» Task requirements: Copy each line of the entries beneath that contains the word "boot".

» Input material:
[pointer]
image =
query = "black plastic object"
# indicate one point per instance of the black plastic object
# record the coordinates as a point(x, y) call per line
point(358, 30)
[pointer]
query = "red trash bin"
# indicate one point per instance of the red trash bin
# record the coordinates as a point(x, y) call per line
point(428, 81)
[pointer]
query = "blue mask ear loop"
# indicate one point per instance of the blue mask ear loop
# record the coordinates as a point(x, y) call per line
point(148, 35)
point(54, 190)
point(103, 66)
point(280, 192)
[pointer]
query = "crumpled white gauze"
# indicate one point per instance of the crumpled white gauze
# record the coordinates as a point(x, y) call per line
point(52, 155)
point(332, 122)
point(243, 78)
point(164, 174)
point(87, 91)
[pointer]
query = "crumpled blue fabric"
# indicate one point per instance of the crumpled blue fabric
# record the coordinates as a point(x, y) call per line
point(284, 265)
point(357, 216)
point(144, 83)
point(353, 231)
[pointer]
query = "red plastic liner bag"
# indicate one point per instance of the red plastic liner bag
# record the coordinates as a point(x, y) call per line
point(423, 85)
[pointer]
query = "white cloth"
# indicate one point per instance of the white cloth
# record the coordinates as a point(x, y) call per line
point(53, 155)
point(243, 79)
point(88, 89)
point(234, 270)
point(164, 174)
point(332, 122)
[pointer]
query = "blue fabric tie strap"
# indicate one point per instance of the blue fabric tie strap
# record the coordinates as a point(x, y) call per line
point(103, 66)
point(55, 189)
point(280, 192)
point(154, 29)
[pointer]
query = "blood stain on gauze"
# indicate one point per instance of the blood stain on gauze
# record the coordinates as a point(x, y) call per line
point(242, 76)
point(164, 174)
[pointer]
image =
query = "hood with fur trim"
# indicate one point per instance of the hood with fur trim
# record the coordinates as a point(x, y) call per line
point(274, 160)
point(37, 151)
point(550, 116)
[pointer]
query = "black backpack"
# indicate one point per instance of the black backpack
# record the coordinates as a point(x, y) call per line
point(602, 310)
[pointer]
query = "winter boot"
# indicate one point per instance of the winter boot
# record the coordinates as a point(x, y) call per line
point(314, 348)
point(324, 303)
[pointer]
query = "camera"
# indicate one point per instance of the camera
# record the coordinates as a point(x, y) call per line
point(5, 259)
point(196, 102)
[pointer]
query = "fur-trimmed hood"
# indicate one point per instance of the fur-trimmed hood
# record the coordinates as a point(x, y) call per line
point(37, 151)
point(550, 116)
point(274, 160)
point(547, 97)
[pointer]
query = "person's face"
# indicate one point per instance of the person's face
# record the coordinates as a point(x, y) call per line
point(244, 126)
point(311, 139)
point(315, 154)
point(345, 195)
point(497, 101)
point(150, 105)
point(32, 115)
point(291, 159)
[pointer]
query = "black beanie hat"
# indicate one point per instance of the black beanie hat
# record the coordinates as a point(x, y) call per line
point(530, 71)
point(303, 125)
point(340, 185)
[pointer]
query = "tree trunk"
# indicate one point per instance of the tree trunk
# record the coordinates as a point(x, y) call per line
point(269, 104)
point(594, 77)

---

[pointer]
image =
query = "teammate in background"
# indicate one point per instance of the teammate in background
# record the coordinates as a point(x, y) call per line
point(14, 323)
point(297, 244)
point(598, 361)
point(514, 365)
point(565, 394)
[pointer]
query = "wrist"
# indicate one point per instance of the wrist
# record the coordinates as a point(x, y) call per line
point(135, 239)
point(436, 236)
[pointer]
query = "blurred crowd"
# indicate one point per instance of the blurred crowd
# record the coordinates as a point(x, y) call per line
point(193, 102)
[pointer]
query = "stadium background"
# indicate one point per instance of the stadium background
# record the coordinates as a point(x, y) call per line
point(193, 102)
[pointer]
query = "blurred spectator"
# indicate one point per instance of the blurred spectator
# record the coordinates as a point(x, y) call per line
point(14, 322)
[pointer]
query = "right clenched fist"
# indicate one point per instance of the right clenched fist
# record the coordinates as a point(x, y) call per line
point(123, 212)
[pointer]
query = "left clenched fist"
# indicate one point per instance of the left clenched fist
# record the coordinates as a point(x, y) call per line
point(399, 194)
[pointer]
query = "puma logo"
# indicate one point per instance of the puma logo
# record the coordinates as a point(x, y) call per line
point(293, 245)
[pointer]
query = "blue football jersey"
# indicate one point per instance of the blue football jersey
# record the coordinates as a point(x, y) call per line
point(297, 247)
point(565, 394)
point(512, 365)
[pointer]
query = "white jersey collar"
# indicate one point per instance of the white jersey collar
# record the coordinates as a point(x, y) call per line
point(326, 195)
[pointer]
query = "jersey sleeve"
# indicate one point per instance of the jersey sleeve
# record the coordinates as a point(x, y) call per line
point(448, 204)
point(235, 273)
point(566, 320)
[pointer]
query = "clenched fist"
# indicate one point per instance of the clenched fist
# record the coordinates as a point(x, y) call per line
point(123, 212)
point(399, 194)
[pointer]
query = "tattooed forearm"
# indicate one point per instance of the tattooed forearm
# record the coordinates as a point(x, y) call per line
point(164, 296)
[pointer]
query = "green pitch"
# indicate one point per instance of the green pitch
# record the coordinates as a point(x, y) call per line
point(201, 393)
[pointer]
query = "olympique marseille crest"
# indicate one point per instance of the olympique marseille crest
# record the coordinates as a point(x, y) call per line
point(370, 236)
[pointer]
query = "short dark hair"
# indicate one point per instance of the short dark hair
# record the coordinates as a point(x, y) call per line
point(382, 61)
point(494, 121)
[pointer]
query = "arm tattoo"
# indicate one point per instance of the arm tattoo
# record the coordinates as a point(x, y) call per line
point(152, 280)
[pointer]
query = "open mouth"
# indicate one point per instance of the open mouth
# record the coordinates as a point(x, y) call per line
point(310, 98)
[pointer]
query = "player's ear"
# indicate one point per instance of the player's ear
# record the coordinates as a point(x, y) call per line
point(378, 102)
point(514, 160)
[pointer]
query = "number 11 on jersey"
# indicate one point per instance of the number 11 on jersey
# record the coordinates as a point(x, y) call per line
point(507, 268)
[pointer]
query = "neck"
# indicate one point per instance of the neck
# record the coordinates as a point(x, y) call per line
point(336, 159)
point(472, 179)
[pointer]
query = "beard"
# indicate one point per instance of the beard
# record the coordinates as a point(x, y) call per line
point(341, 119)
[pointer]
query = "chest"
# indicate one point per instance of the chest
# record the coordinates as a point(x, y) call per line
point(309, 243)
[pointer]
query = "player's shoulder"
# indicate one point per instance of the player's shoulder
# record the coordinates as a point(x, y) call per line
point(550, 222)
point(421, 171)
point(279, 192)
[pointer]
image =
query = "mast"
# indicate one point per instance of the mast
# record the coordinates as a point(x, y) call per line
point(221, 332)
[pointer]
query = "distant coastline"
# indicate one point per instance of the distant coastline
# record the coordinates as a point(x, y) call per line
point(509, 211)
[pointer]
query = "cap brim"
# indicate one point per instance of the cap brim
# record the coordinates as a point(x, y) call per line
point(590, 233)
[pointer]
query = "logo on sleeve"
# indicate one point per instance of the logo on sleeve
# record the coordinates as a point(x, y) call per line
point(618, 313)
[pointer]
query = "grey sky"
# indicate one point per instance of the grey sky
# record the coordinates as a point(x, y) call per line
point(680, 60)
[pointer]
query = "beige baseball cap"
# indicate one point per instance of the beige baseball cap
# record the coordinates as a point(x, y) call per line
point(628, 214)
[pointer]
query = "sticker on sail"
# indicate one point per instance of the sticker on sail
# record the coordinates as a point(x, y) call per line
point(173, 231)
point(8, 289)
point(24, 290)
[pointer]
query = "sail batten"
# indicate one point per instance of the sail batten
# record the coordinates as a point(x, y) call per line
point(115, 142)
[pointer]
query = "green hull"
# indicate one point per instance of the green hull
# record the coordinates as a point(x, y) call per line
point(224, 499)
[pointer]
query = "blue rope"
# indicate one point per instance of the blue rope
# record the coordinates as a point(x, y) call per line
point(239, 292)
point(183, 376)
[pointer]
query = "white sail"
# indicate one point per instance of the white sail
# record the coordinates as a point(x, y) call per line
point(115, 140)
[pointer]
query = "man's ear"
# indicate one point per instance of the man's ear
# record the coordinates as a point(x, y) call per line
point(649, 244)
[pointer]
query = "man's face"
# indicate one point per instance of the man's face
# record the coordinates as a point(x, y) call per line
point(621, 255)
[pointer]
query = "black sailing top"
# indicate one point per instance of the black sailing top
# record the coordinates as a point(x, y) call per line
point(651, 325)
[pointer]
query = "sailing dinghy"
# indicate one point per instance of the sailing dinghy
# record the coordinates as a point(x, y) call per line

» Output below:
query = "winter boot"
# indicate one point per instance of the winter boot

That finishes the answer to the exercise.